• Requirement:
Start at the line that contains "box: [0, 79, 350, 112]". Repeat it and each line after it, exactly, up to and including the final line of the data.

─── Supplied material ───

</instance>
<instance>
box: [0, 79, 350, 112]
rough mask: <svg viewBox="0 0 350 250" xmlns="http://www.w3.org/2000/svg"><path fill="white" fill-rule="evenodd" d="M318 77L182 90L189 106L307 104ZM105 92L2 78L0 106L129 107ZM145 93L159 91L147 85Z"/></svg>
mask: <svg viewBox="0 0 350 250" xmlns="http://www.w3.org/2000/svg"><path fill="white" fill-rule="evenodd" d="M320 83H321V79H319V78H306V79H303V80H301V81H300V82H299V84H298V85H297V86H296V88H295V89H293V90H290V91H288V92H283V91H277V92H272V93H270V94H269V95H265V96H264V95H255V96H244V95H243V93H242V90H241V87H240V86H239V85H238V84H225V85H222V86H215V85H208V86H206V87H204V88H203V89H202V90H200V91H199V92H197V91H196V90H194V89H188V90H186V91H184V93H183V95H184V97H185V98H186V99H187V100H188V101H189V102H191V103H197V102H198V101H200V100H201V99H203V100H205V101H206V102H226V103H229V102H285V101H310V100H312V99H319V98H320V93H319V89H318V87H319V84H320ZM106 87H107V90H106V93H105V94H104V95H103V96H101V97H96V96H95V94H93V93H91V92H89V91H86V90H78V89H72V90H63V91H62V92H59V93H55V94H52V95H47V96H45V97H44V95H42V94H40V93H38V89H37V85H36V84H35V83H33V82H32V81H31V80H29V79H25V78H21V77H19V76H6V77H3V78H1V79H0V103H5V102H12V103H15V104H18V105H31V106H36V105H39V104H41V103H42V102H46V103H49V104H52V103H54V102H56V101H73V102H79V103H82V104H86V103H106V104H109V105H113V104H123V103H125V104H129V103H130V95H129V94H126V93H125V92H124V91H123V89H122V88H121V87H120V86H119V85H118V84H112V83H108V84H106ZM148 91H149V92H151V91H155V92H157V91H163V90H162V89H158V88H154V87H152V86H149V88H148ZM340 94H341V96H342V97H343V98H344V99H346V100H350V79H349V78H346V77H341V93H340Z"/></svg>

───

• Response to this exercise:
box: [0, 79, 350, 112]
rough mask: <svg viewBox="0 0 350 250" xmlns="http://www.w3.org/2000/svg"><path fill="white" fill-rule="evenodd" d="M318 77L182 90L189 106L307 104ZM105 92L2 78L0 106L129 107ZM145 93L159 91L147 85Z"/></svg>
mask: <svg viewBox="0 0 350 250" xmlns="http://www.w3.org/2000/svg"><path fill="white" fill-rule="evenodd" d="M320 83H321V79H319V78H306V79H303V80H301V81H300V82H299V84H298V85H297V86H296V88H295V89H293V90H290V91H288V92H283V91H277V92H272V93H270V94H269V95H265V96H264V95H255V96H244V95H243V93H242V90H241V87H240V86H239V85H238V84H225V85H222V86H215V85H208V86H206V87H204V88H203V89H202V90H200V91H199V92H197V91H196V90H194V89H188V90H186V91H184V93H183V95H184V97H185V98H186V99H187V100H188V101H189V102H191V103H197V102H198V101H200V100H201V99H203V100H205V101H206V102H226V103H229V102H285V101H310V100H312V99H319V98H320V93H319V89H318V87H319V84H320ZM106 87H107V90H106V93H105V94H104V95H103V96H101V97H96V96H95V94H93V93H91V92H89V91H86V90H78V89H72V90H63V91H62V92H59V93H55V94H52V95H47V96H45V97H44V95H42V94H40V93H38V89H37V85H36V84H35V83H33V82H32V81H31V80H29V79H25V78H21V77H19V76H6V77H3V78H1V79H0V103H5V102H12V103H15V104H18V105H31V106H36V105H39V104H41V103H42V102H46V103H49V104H52V103H54V102H56V101H73V102H79V103H82V104H86V103H106V104H109V105H113V104H123V103H125V104H129V103H130V95H129V94H126V93H125V92H124V91H123V89H122V88H121V87H120V86H119V85H118V84H112V83H108V84H106ZM148 91H149V92H151V91H155V92H157V91H163V90H162V89H158V88H154V87H152V86H149V88H148ZM340 94H341V96H342V97H343V98H344V99H346V100H350V79H349V78H346V77H341V93H340Z"/></svg>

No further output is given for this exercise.